* _What you need to do_
Carry over every line of the entries below, from the line containing "In the picture above, where can the man's ear" through the last line of the entries, inclusive. Add 76 to each number in the point coordinates.

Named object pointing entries
[Begin]
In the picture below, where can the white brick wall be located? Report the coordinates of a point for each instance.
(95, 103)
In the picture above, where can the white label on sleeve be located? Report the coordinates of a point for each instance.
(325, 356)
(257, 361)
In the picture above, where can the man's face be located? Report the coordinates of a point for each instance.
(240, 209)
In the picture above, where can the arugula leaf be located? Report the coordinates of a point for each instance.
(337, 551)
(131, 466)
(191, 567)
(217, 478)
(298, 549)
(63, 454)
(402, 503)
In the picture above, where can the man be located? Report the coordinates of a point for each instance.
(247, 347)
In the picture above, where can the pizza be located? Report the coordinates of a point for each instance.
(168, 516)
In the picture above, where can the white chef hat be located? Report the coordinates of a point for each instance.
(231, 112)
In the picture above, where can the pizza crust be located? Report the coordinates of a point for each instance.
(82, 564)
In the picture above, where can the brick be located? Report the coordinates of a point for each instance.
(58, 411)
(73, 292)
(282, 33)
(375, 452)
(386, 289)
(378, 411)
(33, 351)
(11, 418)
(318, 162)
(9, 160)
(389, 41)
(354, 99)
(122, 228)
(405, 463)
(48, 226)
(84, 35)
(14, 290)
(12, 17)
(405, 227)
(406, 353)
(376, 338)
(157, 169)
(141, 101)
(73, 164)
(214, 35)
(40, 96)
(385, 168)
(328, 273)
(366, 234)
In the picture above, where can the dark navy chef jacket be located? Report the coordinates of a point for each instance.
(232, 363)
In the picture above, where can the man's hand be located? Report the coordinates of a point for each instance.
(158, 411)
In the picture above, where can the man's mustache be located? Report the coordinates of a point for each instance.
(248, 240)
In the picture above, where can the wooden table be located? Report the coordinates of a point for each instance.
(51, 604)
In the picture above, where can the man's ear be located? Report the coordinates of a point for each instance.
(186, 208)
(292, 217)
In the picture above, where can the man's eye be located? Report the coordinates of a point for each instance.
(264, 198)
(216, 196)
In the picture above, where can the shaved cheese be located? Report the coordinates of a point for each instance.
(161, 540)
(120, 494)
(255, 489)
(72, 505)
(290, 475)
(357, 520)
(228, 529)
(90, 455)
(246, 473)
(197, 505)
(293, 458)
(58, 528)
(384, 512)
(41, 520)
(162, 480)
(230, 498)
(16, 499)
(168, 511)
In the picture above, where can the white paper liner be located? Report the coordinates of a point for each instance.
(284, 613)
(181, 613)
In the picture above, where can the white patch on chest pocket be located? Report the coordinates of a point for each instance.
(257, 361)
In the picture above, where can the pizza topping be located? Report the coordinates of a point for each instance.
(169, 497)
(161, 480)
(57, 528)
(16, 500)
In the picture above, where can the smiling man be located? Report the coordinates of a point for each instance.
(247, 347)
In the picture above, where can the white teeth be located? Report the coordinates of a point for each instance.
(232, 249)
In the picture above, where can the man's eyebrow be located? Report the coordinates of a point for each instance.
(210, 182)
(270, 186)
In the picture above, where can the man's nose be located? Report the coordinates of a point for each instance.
[End]
* _Finished task_
In the picture above, where can the man's ear be located? Report the coordinates of a point for each instance.
(262, 284)
(368, 293)
In the picture above, where can the man's eye be located? Report the coordinates of a point for each instance.
(340, 274)
(292, 272)
In the picture above, where can the shaved cheese be located? Report the coordinates of a point for each instance.
(237, 616)
(196, 570)
(331, 565)
(148, 581)
(366, 551)
(433, 596)
(304, 605)
(166, 531)
(322, 549)
(273, 581)
(369, 534)
(134, 604)
(460, 588)
(117, 596)
(238, 556)
(306, 574)
(92, 575)
(244, 587)
In the picture above, where can the white paper liner be located? Report the coordinates of a point for each instance.
(360, 689)
(257, 689)
In the picture above, where can the white patch on chest pocket be located? Report the coordinates of a point for each instance.
(333, 437)
In the picture above, where can the pizza topping be located? Report the coordinates of a point for each instance.
(245, 573)
(237, 556)
(133, 604)
(92, 576)
In the picture above, where can the smiling man be located? Report the coordinates of a point for each instance.
(323, 423)
In the picture above, where can the white teeth be located? Report the coordinates of a point for each instance.
(308, 325)
In the picture above, where can the man's eyebrow be located? Report the coordinates of a point for each instance.
(286, 258)
(346, 262)
In the picture above, where can the man's nose be located? Report the coordinates of a point for each instance.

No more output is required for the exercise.